- **Vorliegender Auszug**:
:::::
Bietigheim-Bissingen: Schlank in fetten Jahren
Jürgen Kessing hat Erfahrung mit dem Überfluss. Seine Stadt Bietigheim-Bissingen ist schon lange reich - und schuldenfrei.
BIETIGHEIM-BISSINGEN taz Die Neuverschuldung auf null drücken? Bis spätestens 2011? Jürgen Kessing zieht die Augenbrauen ein wenig hoch, wenn er auf die stolze Ankündigung von Bundesfinanzminister Peer Steinbrück angesprochen wird. "Dann machen wir keine neuen Schulden", stellt er klar. "Aber wir haben trotzdem noch 1,5 Billionen. Die müssen ja auch mal zurückgezahlt werden."
:::::
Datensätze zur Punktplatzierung
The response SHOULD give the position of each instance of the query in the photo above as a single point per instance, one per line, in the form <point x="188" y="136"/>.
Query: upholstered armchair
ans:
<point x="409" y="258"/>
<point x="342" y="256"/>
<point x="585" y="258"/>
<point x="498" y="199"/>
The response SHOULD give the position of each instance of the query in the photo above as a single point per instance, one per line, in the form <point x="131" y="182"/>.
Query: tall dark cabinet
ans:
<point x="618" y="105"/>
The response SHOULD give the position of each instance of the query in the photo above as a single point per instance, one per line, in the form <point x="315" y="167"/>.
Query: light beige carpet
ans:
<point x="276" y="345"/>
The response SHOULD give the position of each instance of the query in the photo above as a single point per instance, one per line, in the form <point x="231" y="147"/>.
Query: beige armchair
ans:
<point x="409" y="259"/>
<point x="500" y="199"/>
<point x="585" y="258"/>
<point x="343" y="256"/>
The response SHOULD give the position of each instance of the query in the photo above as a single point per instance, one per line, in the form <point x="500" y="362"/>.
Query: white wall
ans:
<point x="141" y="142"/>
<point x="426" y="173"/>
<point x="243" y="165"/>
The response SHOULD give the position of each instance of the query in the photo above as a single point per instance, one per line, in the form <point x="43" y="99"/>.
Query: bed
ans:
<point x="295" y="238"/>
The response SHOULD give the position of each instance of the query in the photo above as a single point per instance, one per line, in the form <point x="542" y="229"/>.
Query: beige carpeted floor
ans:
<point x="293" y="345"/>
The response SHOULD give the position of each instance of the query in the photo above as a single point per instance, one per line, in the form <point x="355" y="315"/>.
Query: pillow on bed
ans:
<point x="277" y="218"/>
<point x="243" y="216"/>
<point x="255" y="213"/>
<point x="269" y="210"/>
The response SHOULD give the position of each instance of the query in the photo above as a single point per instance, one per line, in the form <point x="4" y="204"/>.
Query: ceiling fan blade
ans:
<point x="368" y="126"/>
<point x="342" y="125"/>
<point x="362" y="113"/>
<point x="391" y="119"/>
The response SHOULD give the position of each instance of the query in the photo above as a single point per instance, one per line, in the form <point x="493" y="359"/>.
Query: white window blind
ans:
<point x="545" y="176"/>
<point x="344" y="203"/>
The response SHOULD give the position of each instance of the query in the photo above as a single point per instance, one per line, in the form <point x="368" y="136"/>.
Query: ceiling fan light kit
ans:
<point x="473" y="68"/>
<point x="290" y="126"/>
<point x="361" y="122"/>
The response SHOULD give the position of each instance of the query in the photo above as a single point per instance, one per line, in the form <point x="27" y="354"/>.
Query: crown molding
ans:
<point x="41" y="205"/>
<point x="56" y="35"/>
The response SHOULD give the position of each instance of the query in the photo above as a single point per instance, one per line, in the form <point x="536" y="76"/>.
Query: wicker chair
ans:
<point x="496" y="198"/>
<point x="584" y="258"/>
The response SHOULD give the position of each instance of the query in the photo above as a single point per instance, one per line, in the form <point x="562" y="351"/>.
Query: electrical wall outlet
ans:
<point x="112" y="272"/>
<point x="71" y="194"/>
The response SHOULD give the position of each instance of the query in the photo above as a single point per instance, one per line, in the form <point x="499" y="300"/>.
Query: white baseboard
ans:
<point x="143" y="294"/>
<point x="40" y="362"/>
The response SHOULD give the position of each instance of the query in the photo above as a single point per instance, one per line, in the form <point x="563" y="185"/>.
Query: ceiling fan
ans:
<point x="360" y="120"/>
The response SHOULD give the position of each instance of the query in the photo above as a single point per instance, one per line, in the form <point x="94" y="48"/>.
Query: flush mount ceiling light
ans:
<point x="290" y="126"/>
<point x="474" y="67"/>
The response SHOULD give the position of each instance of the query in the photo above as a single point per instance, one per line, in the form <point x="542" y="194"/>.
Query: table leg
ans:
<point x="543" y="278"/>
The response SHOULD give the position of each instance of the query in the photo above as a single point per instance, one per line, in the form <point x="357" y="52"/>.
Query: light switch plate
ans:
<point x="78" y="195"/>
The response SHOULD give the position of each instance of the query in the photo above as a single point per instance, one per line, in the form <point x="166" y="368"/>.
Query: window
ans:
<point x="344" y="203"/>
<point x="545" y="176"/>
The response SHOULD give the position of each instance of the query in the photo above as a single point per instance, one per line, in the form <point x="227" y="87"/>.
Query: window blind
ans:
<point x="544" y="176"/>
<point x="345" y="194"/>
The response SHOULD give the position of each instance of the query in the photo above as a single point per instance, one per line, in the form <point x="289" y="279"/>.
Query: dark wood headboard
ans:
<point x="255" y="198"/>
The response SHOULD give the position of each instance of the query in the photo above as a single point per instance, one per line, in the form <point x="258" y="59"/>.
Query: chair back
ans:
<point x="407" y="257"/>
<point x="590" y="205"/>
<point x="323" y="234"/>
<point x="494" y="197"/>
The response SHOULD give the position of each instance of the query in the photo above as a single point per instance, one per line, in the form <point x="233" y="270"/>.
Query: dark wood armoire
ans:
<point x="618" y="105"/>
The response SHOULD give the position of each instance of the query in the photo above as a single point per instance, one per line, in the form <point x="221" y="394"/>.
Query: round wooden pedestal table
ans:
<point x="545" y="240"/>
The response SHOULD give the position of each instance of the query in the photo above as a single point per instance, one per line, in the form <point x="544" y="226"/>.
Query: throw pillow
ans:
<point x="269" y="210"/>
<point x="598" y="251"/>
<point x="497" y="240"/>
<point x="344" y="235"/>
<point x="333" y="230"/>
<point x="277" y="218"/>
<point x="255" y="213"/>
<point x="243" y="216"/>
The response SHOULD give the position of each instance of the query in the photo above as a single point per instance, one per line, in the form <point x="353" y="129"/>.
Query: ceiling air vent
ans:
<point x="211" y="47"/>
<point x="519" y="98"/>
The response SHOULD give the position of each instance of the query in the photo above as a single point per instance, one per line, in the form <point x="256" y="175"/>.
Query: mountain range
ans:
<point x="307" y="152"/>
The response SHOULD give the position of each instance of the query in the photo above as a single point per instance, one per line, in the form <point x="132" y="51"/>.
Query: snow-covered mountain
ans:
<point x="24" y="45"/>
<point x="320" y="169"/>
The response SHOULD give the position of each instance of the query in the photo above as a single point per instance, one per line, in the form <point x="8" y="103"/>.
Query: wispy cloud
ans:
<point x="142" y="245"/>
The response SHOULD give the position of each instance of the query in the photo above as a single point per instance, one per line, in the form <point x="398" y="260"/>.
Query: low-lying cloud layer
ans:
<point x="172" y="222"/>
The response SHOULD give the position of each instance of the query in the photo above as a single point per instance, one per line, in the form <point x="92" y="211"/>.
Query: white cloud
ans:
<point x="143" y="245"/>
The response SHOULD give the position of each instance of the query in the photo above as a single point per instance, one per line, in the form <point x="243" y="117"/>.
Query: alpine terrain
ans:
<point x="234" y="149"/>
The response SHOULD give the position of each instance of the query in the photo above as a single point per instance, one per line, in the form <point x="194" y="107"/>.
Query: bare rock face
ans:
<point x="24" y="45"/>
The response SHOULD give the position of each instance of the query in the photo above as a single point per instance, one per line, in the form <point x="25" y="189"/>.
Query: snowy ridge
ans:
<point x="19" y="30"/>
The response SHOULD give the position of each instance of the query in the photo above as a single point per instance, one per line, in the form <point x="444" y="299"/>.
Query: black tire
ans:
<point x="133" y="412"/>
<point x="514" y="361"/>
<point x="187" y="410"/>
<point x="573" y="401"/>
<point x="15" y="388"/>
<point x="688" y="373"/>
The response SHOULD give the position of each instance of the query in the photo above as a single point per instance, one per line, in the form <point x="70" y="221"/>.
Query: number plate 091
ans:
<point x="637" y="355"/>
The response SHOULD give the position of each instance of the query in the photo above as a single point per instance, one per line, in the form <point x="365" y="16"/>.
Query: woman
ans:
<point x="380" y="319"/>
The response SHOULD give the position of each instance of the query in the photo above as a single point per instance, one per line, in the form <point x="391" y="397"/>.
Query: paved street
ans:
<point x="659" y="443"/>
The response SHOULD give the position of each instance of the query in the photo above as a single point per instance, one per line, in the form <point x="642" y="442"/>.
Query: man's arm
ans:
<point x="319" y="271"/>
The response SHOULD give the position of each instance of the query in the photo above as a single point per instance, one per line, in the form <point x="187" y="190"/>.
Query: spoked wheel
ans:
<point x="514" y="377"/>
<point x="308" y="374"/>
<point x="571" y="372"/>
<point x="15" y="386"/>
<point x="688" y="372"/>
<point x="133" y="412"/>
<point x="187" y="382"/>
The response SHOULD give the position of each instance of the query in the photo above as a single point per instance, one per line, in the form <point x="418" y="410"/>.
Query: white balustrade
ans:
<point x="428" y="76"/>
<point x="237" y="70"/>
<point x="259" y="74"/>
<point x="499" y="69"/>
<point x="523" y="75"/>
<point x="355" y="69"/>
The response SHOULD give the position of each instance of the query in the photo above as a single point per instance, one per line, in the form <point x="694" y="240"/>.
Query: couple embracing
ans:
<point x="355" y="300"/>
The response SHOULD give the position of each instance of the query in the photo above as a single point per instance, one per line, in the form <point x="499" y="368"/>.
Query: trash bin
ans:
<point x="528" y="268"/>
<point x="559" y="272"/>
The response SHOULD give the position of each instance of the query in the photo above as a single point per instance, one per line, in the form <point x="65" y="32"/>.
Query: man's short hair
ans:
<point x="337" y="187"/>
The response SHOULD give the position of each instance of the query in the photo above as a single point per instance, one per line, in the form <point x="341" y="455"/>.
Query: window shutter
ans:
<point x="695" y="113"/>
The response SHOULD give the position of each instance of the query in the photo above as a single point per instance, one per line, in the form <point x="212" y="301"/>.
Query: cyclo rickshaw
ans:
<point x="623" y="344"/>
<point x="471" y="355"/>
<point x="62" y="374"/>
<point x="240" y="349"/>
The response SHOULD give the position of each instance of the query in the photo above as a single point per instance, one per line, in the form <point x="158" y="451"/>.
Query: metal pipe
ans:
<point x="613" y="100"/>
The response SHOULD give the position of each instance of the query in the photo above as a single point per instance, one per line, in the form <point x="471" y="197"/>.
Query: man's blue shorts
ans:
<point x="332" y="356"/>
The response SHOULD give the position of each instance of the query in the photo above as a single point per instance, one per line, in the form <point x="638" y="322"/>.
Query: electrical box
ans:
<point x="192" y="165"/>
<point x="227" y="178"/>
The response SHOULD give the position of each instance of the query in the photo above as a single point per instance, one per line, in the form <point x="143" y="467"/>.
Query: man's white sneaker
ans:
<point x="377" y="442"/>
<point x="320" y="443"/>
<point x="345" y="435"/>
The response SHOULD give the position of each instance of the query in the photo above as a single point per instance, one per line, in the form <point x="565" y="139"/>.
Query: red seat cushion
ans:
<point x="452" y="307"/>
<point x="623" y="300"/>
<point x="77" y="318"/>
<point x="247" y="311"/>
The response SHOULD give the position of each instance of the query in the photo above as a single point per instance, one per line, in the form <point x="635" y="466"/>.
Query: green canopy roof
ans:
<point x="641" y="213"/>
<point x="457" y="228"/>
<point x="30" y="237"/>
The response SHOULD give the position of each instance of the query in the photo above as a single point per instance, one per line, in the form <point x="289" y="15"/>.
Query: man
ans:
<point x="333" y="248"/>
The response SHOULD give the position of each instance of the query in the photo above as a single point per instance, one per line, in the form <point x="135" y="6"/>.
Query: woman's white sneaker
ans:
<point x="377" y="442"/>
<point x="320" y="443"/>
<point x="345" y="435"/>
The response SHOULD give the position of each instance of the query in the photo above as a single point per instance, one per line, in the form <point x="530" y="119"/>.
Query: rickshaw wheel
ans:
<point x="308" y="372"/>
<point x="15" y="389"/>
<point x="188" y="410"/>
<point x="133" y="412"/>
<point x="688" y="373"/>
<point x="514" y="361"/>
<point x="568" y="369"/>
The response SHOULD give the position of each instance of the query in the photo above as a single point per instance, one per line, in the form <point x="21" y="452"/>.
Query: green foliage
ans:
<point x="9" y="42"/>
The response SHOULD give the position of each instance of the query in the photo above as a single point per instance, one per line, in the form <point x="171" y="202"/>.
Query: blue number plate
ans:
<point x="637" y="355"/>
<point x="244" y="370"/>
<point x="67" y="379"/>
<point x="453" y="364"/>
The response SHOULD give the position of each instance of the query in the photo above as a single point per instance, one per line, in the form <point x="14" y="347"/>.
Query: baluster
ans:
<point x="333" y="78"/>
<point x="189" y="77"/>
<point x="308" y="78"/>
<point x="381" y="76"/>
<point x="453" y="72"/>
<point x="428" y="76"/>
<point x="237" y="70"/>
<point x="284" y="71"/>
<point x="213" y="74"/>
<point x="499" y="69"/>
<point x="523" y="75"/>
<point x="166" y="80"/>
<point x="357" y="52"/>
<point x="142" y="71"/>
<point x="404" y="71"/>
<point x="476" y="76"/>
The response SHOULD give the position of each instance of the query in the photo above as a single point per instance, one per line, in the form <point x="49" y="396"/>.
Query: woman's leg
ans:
:::::
- **Die Aufgabe**: Bis wann soll die Neuverschuldung laut dem Auszug über Bietigheim-Bissingen nach der Ankündigung des Bundesfinanzministers auf null sinken?

- **Vollständige Antwort**: Bis spätestens 2011.